◆ EXERCISE ◆
For this exercise, reproduce the entries below exactly, but only from the line containing "positive clicks: (283, 217)" through the line containing "box: [57, 383, 117, 422]", both included.

────────────────

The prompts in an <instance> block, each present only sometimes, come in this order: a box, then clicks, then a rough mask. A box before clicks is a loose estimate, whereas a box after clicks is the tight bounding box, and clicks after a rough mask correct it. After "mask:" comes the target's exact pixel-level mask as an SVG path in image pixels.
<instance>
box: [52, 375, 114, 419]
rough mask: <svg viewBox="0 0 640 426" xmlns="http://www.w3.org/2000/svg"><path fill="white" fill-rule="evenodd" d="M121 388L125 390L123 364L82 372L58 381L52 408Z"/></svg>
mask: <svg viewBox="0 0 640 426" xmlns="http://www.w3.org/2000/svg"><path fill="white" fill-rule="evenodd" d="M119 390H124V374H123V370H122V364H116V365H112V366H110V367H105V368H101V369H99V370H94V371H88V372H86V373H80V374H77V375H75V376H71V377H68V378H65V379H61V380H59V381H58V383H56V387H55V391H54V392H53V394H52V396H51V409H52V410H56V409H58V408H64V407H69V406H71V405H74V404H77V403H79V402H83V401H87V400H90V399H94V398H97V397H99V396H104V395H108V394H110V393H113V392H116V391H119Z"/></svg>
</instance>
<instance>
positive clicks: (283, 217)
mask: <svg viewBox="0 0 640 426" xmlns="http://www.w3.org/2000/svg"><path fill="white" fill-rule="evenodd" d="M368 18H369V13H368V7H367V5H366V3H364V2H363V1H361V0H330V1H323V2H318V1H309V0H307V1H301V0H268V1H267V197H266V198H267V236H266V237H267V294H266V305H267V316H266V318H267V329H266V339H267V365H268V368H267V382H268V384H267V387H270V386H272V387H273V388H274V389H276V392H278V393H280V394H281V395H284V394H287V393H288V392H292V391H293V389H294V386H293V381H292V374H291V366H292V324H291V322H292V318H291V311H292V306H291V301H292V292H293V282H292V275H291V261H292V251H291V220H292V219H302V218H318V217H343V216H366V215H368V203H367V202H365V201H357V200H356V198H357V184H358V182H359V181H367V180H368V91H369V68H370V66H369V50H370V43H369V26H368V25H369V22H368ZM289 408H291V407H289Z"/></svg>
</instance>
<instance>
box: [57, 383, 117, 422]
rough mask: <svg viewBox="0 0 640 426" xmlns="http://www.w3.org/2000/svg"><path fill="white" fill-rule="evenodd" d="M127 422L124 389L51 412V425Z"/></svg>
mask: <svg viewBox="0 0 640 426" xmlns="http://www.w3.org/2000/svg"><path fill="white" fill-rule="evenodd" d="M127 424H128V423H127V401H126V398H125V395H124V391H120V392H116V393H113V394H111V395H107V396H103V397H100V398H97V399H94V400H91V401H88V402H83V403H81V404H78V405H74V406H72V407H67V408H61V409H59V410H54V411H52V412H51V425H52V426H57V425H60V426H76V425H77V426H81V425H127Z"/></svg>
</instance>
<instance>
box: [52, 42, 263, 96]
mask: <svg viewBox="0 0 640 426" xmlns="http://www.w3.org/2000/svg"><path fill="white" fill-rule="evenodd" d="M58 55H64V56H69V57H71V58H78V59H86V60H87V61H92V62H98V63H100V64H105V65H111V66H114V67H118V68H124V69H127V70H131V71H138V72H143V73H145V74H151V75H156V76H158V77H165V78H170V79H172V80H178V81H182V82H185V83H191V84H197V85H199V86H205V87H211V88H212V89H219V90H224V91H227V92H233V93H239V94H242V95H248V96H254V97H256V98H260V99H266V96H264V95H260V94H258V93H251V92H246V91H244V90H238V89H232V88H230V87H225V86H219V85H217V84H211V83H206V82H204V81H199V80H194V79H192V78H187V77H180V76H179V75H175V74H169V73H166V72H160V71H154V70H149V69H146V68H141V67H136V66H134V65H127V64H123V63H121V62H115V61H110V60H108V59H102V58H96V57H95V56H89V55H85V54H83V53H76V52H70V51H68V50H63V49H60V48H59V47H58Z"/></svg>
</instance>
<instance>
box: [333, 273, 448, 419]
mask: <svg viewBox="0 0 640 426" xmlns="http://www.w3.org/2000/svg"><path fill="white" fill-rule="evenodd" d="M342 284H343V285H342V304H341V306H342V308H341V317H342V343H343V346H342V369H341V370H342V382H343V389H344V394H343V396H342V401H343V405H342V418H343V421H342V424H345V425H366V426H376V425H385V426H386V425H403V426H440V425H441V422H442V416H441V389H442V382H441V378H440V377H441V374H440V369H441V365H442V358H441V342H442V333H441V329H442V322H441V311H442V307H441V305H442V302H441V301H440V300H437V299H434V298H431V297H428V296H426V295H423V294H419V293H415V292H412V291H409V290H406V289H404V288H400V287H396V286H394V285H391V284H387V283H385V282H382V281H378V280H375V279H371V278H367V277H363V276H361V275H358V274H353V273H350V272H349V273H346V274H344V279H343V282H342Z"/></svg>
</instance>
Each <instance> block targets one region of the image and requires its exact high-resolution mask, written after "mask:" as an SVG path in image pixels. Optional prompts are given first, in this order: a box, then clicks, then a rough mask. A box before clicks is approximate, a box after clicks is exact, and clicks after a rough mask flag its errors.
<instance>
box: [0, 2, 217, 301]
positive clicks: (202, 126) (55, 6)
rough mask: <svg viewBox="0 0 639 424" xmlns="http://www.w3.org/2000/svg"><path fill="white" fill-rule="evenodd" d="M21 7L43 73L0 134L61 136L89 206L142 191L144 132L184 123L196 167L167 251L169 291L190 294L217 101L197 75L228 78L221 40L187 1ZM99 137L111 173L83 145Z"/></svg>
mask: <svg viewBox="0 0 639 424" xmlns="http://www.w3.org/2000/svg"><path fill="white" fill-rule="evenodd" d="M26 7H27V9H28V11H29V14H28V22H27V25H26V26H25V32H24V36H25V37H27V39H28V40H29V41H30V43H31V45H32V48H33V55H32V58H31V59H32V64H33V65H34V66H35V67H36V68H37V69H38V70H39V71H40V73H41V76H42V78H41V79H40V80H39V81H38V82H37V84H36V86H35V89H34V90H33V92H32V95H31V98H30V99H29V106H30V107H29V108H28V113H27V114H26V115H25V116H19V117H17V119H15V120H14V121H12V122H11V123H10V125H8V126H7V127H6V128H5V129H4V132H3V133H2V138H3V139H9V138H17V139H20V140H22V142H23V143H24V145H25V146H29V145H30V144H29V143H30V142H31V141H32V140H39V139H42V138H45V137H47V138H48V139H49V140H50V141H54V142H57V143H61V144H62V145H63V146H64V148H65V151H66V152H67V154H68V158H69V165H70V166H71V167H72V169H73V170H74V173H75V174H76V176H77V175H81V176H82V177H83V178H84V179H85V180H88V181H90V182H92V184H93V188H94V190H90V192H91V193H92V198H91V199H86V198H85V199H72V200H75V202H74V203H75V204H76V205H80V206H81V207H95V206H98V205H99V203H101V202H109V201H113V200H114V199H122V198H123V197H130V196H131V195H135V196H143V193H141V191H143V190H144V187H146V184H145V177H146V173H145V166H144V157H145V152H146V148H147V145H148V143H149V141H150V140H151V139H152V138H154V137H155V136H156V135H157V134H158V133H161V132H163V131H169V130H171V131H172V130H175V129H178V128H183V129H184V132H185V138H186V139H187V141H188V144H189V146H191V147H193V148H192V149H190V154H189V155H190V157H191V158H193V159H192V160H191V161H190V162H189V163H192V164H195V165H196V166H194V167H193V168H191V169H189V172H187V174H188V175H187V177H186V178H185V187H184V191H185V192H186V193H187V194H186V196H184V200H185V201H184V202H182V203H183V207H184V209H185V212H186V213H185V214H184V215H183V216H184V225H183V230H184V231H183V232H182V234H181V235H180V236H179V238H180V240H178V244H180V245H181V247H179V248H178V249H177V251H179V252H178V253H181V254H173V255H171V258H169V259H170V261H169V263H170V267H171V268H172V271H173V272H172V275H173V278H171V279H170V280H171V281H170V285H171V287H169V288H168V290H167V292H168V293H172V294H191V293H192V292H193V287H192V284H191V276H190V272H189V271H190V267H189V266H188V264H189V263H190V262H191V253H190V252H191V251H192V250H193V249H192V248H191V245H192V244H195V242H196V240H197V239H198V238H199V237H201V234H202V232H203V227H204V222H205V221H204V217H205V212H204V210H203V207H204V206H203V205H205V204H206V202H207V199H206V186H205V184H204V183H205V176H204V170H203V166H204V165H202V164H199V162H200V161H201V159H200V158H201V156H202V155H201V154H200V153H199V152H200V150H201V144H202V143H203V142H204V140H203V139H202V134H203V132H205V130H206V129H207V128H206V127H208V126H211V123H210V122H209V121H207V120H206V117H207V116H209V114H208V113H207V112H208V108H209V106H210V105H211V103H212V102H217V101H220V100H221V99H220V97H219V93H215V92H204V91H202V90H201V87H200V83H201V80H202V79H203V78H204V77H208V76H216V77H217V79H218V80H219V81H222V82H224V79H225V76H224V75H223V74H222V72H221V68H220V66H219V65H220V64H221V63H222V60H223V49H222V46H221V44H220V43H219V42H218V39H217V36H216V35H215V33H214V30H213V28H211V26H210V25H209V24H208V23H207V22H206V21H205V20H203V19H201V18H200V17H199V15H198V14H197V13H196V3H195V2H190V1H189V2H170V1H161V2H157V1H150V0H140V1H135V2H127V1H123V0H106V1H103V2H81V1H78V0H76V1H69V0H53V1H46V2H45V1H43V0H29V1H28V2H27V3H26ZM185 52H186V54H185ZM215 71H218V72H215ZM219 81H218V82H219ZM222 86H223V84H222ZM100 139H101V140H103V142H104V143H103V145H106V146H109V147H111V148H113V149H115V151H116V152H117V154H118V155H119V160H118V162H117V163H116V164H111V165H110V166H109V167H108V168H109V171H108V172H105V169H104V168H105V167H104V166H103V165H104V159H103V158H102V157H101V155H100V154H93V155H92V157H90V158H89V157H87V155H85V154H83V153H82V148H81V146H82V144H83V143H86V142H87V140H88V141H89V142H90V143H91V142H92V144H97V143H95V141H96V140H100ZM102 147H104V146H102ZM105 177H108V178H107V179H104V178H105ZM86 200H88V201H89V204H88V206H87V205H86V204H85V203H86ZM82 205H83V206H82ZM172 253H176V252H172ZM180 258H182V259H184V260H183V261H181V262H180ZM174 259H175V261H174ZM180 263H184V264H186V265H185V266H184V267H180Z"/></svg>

────────────────

◆ TASK SOLUTION ◆
positive clicks: (283, 217)
mask: <svg viewBox="0 0 640 426" xmlns="http://www.w3.org/2000/svg"><path fill="white" fill-rule="evenodd" d="M368 18H369V13H368V7H367V5H366V3H364V2H363V1H361V0H330V1H323V2H318V1H309V0H307V1H301V0H268V1H267V197H266V198H267V236H266V237H267V294H266V305H267V316H266V318H267V329H266V339H267V365H268V368H267V382H268V384H267V387H270V386H272V387H273V388H274V389H276V392H278V393H280V394H281V395H284V394H287V393H288V392H292V391H293V389H294V386H293V381H292V374H291V366H292V324H291V322H292V318H291V311H292V306H291V301H292V292H293V282H292V275H291V261H292V251H291V220H292V219H302V218H318V217H343V216H366V215H368V203H367V202H365V201H357V200H356V198H357V184H358V182H359V181H367V180H368V91H369V68H370V66H369V50H370V43H369V26H368V25H369V22H368ZM289 408H291V407H289Z"/></svg>
</instance>
<instance>
box: [57, 383, 117, 422]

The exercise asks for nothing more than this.